TUGAS — Tolong tuliskan ulang seluruh baris dalam daftar di bawah ini tanpa perubahan sedikit pun, tetapi jangan sertakan gambarnya dalam jawaban.

··········

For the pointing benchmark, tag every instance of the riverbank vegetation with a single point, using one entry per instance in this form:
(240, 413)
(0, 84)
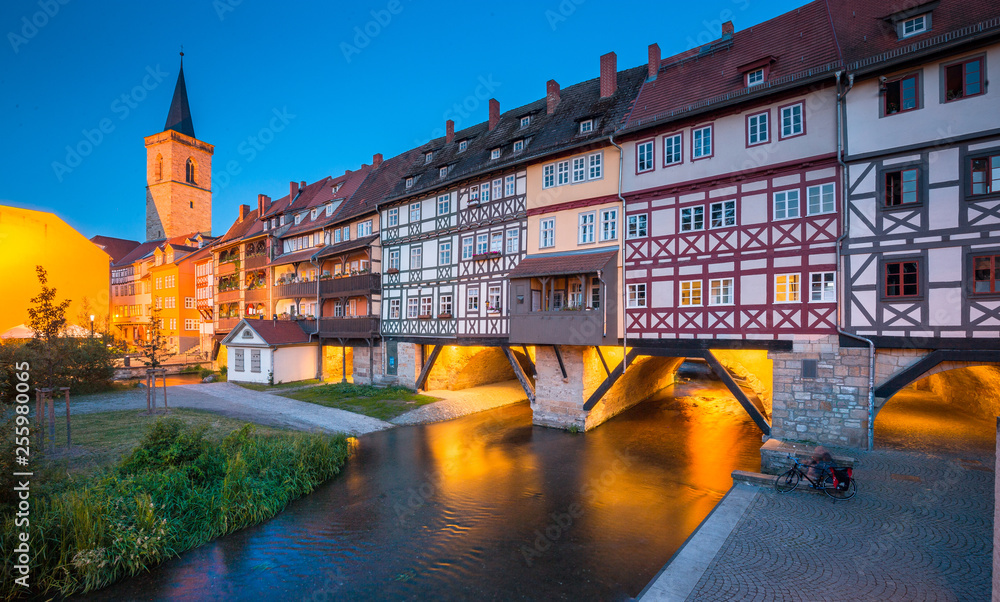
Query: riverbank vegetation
(384, 403)
(120, 502)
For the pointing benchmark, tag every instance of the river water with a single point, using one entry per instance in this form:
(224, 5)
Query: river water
(487, 507)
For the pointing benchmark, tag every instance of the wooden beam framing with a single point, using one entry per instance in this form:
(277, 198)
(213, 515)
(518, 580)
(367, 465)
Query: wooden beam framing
(738, 393)
(519, 373)
(609, 381)
(428, 364)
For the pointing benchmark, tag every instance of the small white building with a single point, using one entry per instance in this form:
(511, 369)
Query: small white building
(263, 351)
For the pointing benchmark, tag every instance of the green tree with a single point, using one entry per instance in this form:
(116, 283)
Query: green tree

··········

JAWABAN LATIHAN —
For the pointing benchmark, tag every instance of the riverbank vegetation with a single point, using one entry per instance in this form:
(240, 413)
(0, 84)
Query: riverbank vegetation
(384, 403)
(120, 502)
For the pointing benchmark, tag every instance of the river water with a single point, using one entry per instance in this form:
(224, 5)
Query: river water
(487, 507)
For the pointing benchmark, tag every instance of the wooden beam framing with a single point, using one entry per instance in this form:
(277, 198)
(213, 515)
(518, 580)
(367, 465)
Query: wooden beam framing
(738, 393)
(519, 373)
(609, 381)
(428, 364)
For the pointing benchmark, tag every instance of the small white building with a single point, using one entry per instance in this form:
(511, 369)
Query: small white building
(263, 351)
For the pointing benchmark, tag every instance of the green tree with a single point, using one entry per instance in this form:
(116, 283)
Query: green tree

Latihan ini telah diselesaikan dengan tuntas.